Stored entries
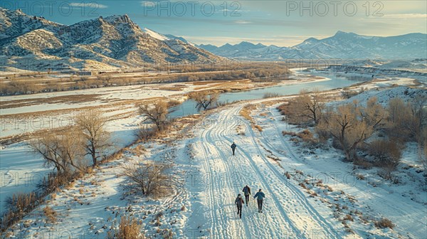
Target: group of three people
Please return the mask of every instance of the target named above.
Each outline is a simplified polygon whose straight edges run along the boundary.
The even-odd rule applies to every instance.
[[[243,204],[245,203],[245,201],[246,203],[246,206],[249,206],[249,196],[251,195],[251,188],[248,185],[246,185],[243,188],[243,190],[242,191],[245,195],[245,201],[243,201],[243,198],[242,198],[242,195],[241,193],[238,193],[237,198],[234,201],[234,203],[237,206],[237,215],[239,216],[241,219],[242,218],[242,208]],[[253,198],[256,198],[256,201],[258,203],[258,213],[263,212],[263,201],[265,197],[265,194],[264,194],[264,193],[260,188],[253,196]]]

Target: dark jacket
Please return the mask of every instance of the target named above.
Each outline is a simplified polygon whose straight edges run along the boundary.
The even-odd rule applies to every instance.
[[[238,196],[234,201],[234,204],[236,204],[238,206],[241,206],[242,205],[245,204],[245,201],[243,201],[243,198],[239,198]]]
[[[251,195],[251,188],[248,186],[245,186],[242,191],[245,193],[245,195]]]
[[[263,200],[263,199],[264,199],[265,197],[265,194],[264,194],[264,193],[263,193],[263,192],[258,192],[253,196],[254,198],[257,198],[256,199],[258,199],[258,200]]]

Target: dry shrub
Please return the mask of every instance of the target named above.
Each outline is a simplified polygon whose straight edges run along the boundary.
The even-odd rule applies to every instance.
[[[379,139],[369,145],[368,152],[375,157],[375,165],[394,169],[400,162],[401,149],[396,141]]]
[[[363,174],[356,174],[356,178],[359,180],[364,180],[365,179],[364,176],[363,176]]]
[[[285,131],[285,130],[282,131],[282,134],[283,134],[283,136],[285,136],[285,135],[290,135],[292,137],[297,136],[297,133],[295,133],[294,132],[292,132],[292,131]]]
[[[393,229],[393,228],[394,228],[394,224],[393,224],[393,223],[390,220],[386,218],[383,218],[379,221],[376,221],[374,223],[375,226],[379,228],[389,228],[390,229]]]
[[[46,217],[48,222],[56,222],[56,216],[58,216],[58,213],[55,210],[53,210],[53,208],[51,208],[48,206],[46,206],[43,209],[43,212],[44,213],[44,216]]]
[[[145,162],[125,165],[123,174],[136,183],[143,195],[162,196],[167,194],[170,186],[166,171],[169,166],[165,164]]]
[[[265,98],[271,98],[271,97],[276,97],[280,96],[280,95],[279,93],[275,93],[275,92],[265,92],[264,93],[264,95],[263,95],[263,98],[265,99]]]
[[[353,218],[352,217],[352,216],[351,216],[351,215],[349,215],[349,214],[347,214],[347,215],[346,215],[346,216],[344,217],[344,219],[343,219],[343,220],[344,220],[344,221],[353,221]]]
[[[259,131],[259,132],[263,132],[263,128],[262,128],[260,126],[259,126],[259,125],[258,125],[258,124],[255,124],[255,125],[253,125],[253,127],[255,127],[256,129],[258,129],[258,131]]]
[[[141,223],[130,216],[122,216],[119,228],[108,232],[108,238],[139,239],[141,236]]]
[[[181,105],[181,102],[179,100],[171,100],[167,102],[167,107],[172,107],[176,105]]]
[[[160,132],[156,129],[150,129],[141,126],[136,132],[136,136],[140,142],[147,142],[149,139],[155,139],[159,136]]]
[[[263,132],[263,128],[256,124],[252,116],[251,116],[251,113],[253,110],[256,109],[256,105],[253,104],[249,104],[244,106],[242,110],[240,111],[240,115],[243,116],[245,119],[248,120],[251,122],[251,125],[253,128],[258,129],[259,132]]]
[[[353,161],[353,164],[359,166],[362,169],[369,169],[372,168],[372,164],[364,159],[357,158]]]
[[[306,143],[312,143],[315,142],[313,134],[308,129],[305,129],[297,134],[297,136],[302,139]]]

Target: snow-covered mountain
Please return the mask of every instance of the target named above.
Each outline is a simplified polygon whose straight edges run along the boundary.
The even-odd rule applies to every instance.
[[[179,38],[142,30],[127,15],[65,26],[0,8],[2,65],[33,70],[96,70],[223,60]]]
[[[221,47],[200,45],[211,53],[232,58],[281,60],[293,58],[413,59],[427,57],[427,34],[368,36],[338,31],[324,39],[310,38],[290,48],[242,42]]]

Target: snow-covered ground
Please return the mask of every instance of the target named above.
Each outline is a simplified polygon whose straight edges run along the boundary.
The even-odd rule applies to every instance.
[[[413,81],[391,80],[372,83],[367,87],[371,90],[354,98],[363,102],[376,96],[385,103],[389,97],[403,96],[409,100],[413,96],[411,89],[406,93],[403,87],[376,90],[394,83],[410,85]],[[189,85],[184,90],[192,87]],[[97,94],[100,91],[105,99],[126,100],[127,93],[134,94],[130,99],[153,97],[148,93],[157,95],[152,90],[133,87],[95,90]],[[171,94],[165,95],[176,93],[162,92]],[[14,225],[8,235],[105,238],[120,216],[132,216],[140,220],[142,233],[149,238],[170,234],[184,238],[427,238],[427,192],[416,161],[416,145],[408,144],[404,152],[396,172],[400,183],[394,184],[381,179],[375,169],[354,171],[352,164],[340,160],[343,156],[338,150],[310,149],[292,143],[281,132],[301,129],[281,121],[277,105],[263,105],[269,100],[255,100],[214,110],[181,132],[132,145],[118,159],[101,165],[49,197],[46,206],[58,213],[56,223],[46,221],[42,205]],[[262,127],[260,132],[253,129],[239,115],[247,103],[259,104],[252,117]],[[106,116],[124,115],[110,121],[107,127],[117,149],[133,142],[134,130],[142,120],[132,113],[135,107],[103,107]],[[234,156],[230,149],[233,141],[238,144]],[[0,211],[7,196],[33,190],[39,178],[48,172],[41,159],[28,150],[25,143],[0,149]],[[169,196],[157,199],[143,197],[123,175],[124,164],[144,160],[173,166]],[[365,179],[358,180],[357,174]],[[256,202],[251,198],[248,206],[244,206],[241,220],[233,202],[246,184],[253,195],[263,188],[267,197],[263,213],[258,213]],[[348,215],[352,220],[344,219]],[[381,218],[395,223],[394,229],[375,227],[374,222]]]
[[[426,238],[427,191],[416,170],[416,145],[404,152],[396,173],[401,181],[395,184],[375,169],[354,171],[337,149],[291,142],[281,132],[300,129],[281,120],[277,104],[263,104],[268,100],[246,102],[258,104],[251,115],[262,132],[239,115],[246,103],[213,110],[181,134],[133,145],[117,160],[56,193],[46,205],[58,213],[56,223],[46,221],[41,206],[9,233],[16,238],[105,238],[120,216],[132,216],[149,238]],[[236,156],[232,142],[238,145]],[[123,176],[122,165],[144,160],[173,165],[169,196],[142,197]],[[234,199],[246,184],[253,196],[262,188],[266,198],[259,213],[251,198],[240,219]],[[344,219],[348,216],[351,220]],[[374,222],[382,218],[395,228],[377,228]]]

§ **Written instruction**: Leave out the pictures and transcribe the entries above exactly.

§ **Task result**:
Target: group of three people
Please return the mask of every instance of the target named above.
Each outline is a simplified polygon whose straight edges run along the boundary.
The even-odd rule applies to every instance.
[[[243,204],[245,203],[245,201],[246,203],[246,206],[249,206],[249,196],[251,195],[251,188],[248,185],[246,185],[243,188],[243,190],[242,191],[245,195],[245,201],[243,201],[243,198],[242,198],[242,195],[241,193],[238,193],[237,198],[234,201],[234,203],[237,206],[237,215],[239,216],[241,219],[242,218],[242,208]],[[253,198],[256,198],[256,201],[258,203],[258,213],[263,212],[263,201],[265,197],[265,194],[264,194],[264,193],[260,188],[253,196]]]

Target: dark jacket
Please return the mask of every instance of the target named above.
Each outline is a simplified polygon whose straight edges run along the boundary.
The even-odd rule applies to every instance.
[[[238,196],[234,201],[234,204],[236,204],[238,206],[241,206],[242,205],[245,204],[245,201],[243,201],[243,198],[239,198]]]
[[[251,195],[251,188],[248,186],[245,186],[242,191],[245,193],[245,195]]]
[[[263,200],[263,199],[264,199],[265,197],[265,194],[264,194],[264,193],[263,193],[263,192],[258,192],[253,196],[254,198],[257,198],[256,199],[258,199],[258,200]]]

Target: dry shrub
Please return the mask of every instance of the target named above.
Each outline is a simplified polygon whose straight edges run along the boundary.
The even-odd rule applies to every instance.
[[[379,139],[369,145],[368,152],[375,157],[375,165],[394,169],[400,162],[401,149],[396,141]]]
[[[363,174],[356,174],[356,178],[359,180],[364,180],[365,179],[364,176],[363,176]]]
[[[285,131],[285,130],[282,131],[282,134],[283,134],[283,136],[285,136],[285,135],[290,135],[292,137],[297,136],[297,133],[295,133],[294,132],[292,132],[292,131]]]
[[[393,229],[393,228],[394,228],[394,224],[393,224],[393,223],[390,220],[386,218],[383,218],[379,221],[376,221],[374,223],[375,226],[379,228],[389,228],[390,229]]]
[[[46,217],[48,222],[56,222],[56,216],[58,216],[58,213],[55,210],[53,210],[53,208],[51,208],[48,206],[46,206],[43,209],[43,212],[44,213],[44,216]]]
[[[145,162],[125,165],[123,174],[136,183],[143,195],[162,196],[167,194],[170,186],[166,171],[169,166],[165,164]]]
[[[265,98],[271,98],[271,97],[276,97],[280,96],[280,95],[279,93],[275,93],[275,92],[265,92],[264,93],[264,95],[263,95],[263,98],[265,99]]]
[[[353,218],[352,217],[352,216],[351,216],[351,215],[349,215],[349,214],[347,214],[347,215],[346,215],[346,216],[344,217],[344,219],[343,219],[343,220],[344,220],[344,221],[353,221]]]
[[[259,131],[259,132],[263,132],[263,128],[262,128],[260,126],[259,126],[259,125],[258,125],[258,124],[255,124],[255,125],[253,125],[253,127],[255,127],[256,129],[258,129],[258,131]]]
[[[141,223],[130,216],[122,216],[119,228],[108,232],[108,238],[139,239],[141,236]]]
[[[181,105],[181,102],[179,100],[171,100],[167,102],[167,107],[172,107],[176,105]]]
[[[160,132],[156,129],[150,129],[141,126],[136,132],[136,136],[140,142],[147,142],[149,139],[155,139],[159,136]]]
[[[263,132],[263,128],[256,124],[252,116],[251,116],[251,113],[253,110],[256,109],[256,105],[253,104],[249,104],[244,106],[242,110],[240,111],[240,115],[243,116],[245,119],[248,120],[251,122],[251,125],[253,128],[258,129],[259,132]]]
[[[353,161],[353,164],[359,166],[362,169],[369,169],[372,168],[372,164],[364,159],[357,158]]]
[[[306,143],[312,143],[315,142],[313,134],[308,129],[305,129],[297,134],[297,136],[302,139]]]

Target: snow-covered mountain
Please return the mask of every instance of the target named above.
Each outline is a simplified polygon whose straight edges run along the boundary.
The even-odd rule applies to every instance.
[[[179,38],[142,30],[127,15],[65,26],[0,8],[2,65],[33,70],[96,70],[223,60]]]
[[[221,47],[200,45],[211,53],[232,58],[281,60],[293,58],[413,59],[427,57],[427,34],[368,36],[338,31],[324,39],[310,38],[290,48],[242,42]]]

Target: snow-covered ground
Please return the mask of every instance of the target named above.
Each outline is a simplified polygon whose straight edges run along the boundary.
The even-odd rule applies to every instance.
[[[413,81],[391,80],[372,83],[367,87],[371,90],[354,98],[363,102],[376,96],[385,103],[389,97],[403,96],[409,100],[413,96],[411,89],[406,93],[403,87],[376,90],[394,83],[410,85]],[[189,85],[184,90],[192,87]],[[97,94],[100,91],[105,99],[126,100],[127,93],[134,94],[130,99],[153,97],[148,93],[157,95],[152,90],[133,87],[95,90]],[[171,94],[165,95],[176,93],[162,92]],[[14,225],[8,235],[105,238],[120,216],[132,216],[140,220],[142,233],[149,238],[170,234],[184,238],[427,238],[427,192],[416,161],[416,145],[408,144],[404,152],[396,172],[400,183],[394,184],[381,179],[375,169],[354,171],[352,164],[340,160],[343,156],[338,150],[310,149],[292,143],[281,132],[301,129],[281,121],[277,105],[263,105],[269,100],[255,100],[214,110],[181,132],[132,145],[118,159],[101,165],[49,197],[46,206],[58,213],[56,223],[46,221],[42,205]],[[262,127],[260,132],[253,129],[239,115],[247,103],[259,104],[252,117]],[[106,116],[124,115],[110,121],[107,127],[117,149],[133,142],[134,130],[142,120],[132,113],[135,107],[103,107]],[[234,156],[230,149],[233,141],[238,144]],[[0,211],[7,196],[33,190],[39,178],[48,172],[41,159],[28,150],[25,143],[0,149]],[[169,196],[157,199],[143,197],[123,175],[124,164],[144,160],[173,166]],[[365,179],[358,180],[357,174]],[[256,202],[251,198],[248,206],[244,206],[241,220],[233,202],[246,184],[253,195],[263,188],[267,197],[263,213],[258,213]],[[348,215],[352,220],[344,219]],[[381,218],[395,223],[394,229],[375,227],[374,222]]]
[[[426,238],[427,191],[416,170],[416,145],[404,152],[396,173],[401,181],[395,184],[375,169],[354,171],[337,149],[291,142],[281,132],[300,129],[281,120],[277,104],[263,104],[268,100],[246,102],[258,104],[251,115],[262,132],[239,115],[246,103],[213,110],[181,134],[133,145],[117,160],[56,193],[46,205],[58,213],[56,223],[46,221],[41,206],[9,233],[16,238],[105,238],[120,216],[132,216],[149,238]],[[236,156],[232,142],[238,145]],[[123,176],[122,165],[144,160],[173,165],[169,196],[142,197]],[[234,199],[246,184],[253,196],[262,188],[266,198],[259,213],[251,198],[240,219]],[[344,219],[348,216],[351,220]],[[374,222],[382,218],[395,228],[377,228]]]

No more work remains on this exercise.